EXCERPTED DATA: Begin
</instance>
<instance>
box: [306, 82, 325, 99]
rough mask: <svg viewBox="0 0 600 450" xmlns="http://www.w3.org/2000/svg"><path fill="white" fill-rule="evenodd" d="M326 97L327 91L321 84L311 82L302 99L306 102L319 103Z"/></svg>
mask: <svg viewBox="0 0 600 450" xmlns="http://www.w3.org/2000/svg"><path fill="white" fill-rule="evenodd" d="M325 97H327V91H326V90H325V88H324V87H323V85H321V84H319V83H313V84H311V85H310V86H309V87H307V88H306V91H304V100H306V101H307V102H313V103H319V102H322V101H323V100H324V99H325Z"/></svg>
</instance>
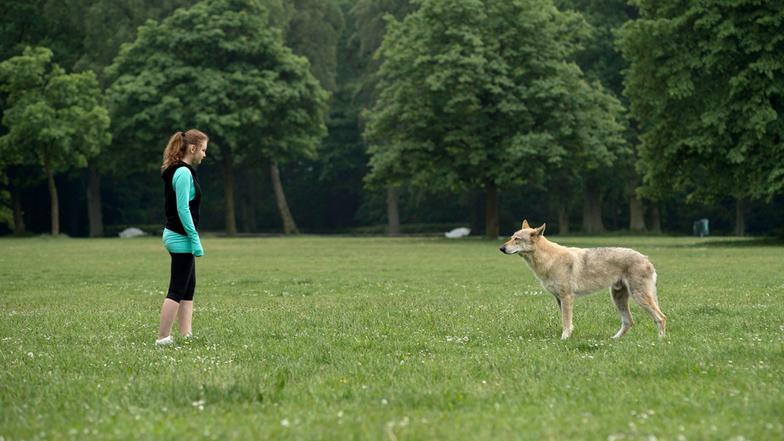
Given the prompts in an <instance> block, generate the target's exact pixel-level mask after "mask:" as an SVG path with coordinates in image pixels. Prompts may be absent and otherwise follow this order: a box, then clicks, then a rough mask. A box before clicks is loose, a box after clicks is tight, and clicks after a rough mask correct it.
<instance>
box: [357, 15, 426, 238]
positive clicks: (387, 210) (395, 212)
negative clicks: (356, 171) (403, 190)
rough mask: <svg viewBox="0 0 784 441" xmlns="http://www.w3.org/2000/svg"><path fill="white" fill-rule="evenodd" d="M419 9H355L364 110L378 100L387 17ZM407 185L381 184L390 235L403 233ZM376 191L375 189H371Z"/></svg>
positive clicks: (395, 17) (404, 15)
mask: <svg viewBox="0 0 784 441" xmlns="http://www.w3.org/2000/svg"><path fill="white" fill-rule="evenodd" d="M415 9H416V5H414V4H413V3H412V2H411V1H409V0H359V1H357V2H356V4H355V5H354V7H353V8H352V10H351V14H352V16H353V17H354V19H355V21H356V30H355V31H354V35H352V37H351V41H352V44H353V46H354V51H355V57H356V61H357V69H358V71H359V72H360V80H359V81H358V82H357V84H356V86H355V87H356V90H355V91H354V99H355V101H356V106H357V107H359V108H360V109H366V108H368V107H369V106H370V105H371V104H372V102H373V101H374V100H375V96H374V94H373V91H374V90H375V88H376V83H377V75H376V73H377V71H378V68H379V65H380V62H379V60H378V58H374V55H375V54H376V52H377V51H378V48H379V47H381V43H382V41H383V40H384V35H385V34H386V31H387V20H386V19H385V17H386V16H391V17H394V18H395V19H396V20H402V19H403V18H404V17H405V16H406V15H408V14H410V13H411V12H413V11H414V10H415ZM405 182H406V179H405V178H404V177H402V178H399V179H392V178H388V182H381V184H383V185H384V186H386V207H387V233H388V234H389V235H390V236H397V235H399V234H400V209H399V199H400V188H401V186H402V185H403V184H404V183H405ZM371 188H372V186H371Z"/></svg>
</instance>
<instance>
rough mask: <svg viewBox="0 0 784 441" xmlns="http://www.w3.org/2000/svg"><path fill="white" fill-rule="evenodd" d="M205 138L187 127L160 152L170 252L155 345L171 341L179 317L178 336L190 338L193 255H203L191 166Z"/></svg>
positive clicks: (193, 282) (203, 251)
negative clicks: (173, 325) (168, 274)
mask: <svg viewBox="0 0 784 441" xmlns="http://www.w3.org/2000/svg"><path fill="white" fill-rule="evenodd" d="M208 141H209V138H208V137H207V135H205V134H204V133H202V132H200V131H198V130H196V129H191V130H188V131H187V132H177V133H175V134H174V135H172V137H171V138H170V139H169V143H168V144H167V145H166V149H165V150H164V152H163V165H161V178H163V183H164V192H165V196H166V199H165V200H166V227H165V228H164V229H163V244H164V246H165V247H166V250H167V251H169V254H170V255H171V259H172V261H171V279H170V281H169V292H168V294H167V295H166V299H164V301H163V307H162V308H161V326H160V329H159V331H158V340H157V341H156V342H155V344H156V345H170V344H172V343H174V340H173V339H172V337H171V328H172V324H173V323H174V318H175V317H176V316H179V323H180V335H182V336H184V337H185V338H190V337H191V335H192V334H191V317H192V316H193V292H194V290H195V288H196V262H195V259H194V257H199V256H203V255H204V249H202V247H201V240H200V239H199V231H198V228H199V203H200V202H201V188H200V187H199V180H198V178H197V176H196V171H195V170H194V168H193V167H194V166H197V165H199V164H201V161H203V160H204V157H205V156H207V142H208Z"/></svg>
EXCERPTED DATA: End
> YOUR OBJECTIVE: Return the span of lines in the data above that opens at the line with "Given the prompts" and closes at the line with "9H355L364 110L378 100L387", exactly, ends included, nothing else.

> TASK ANSWER:
Given the prompts in an <instance> block, generate the target's exact pixel-level mask after "mask:" as an SVG path with coordinates in image pixels. Prompts may be absent and otherwise follow this order: a box, then clicks, then a rough mask. A box before clicks is loose, a box after clicks is tight, and clicks after a rough mask correct it.
<instance>
box: [357, 15, 426, 238]
positive clicks: (387, 210) (395, 212)
negative clicks: (356, 171) (403, 190)
rough mask: <svg viewBox="0 0 784 441" xmlns="http://www.w3.org/2000/svg"><path fill="white" fill-rule="evenodd" d="M419 9H355L364 110L378 100L387 17ZM407 185L381 184L390 235L403 233ZM376 191L375 189H371Z"/></svg>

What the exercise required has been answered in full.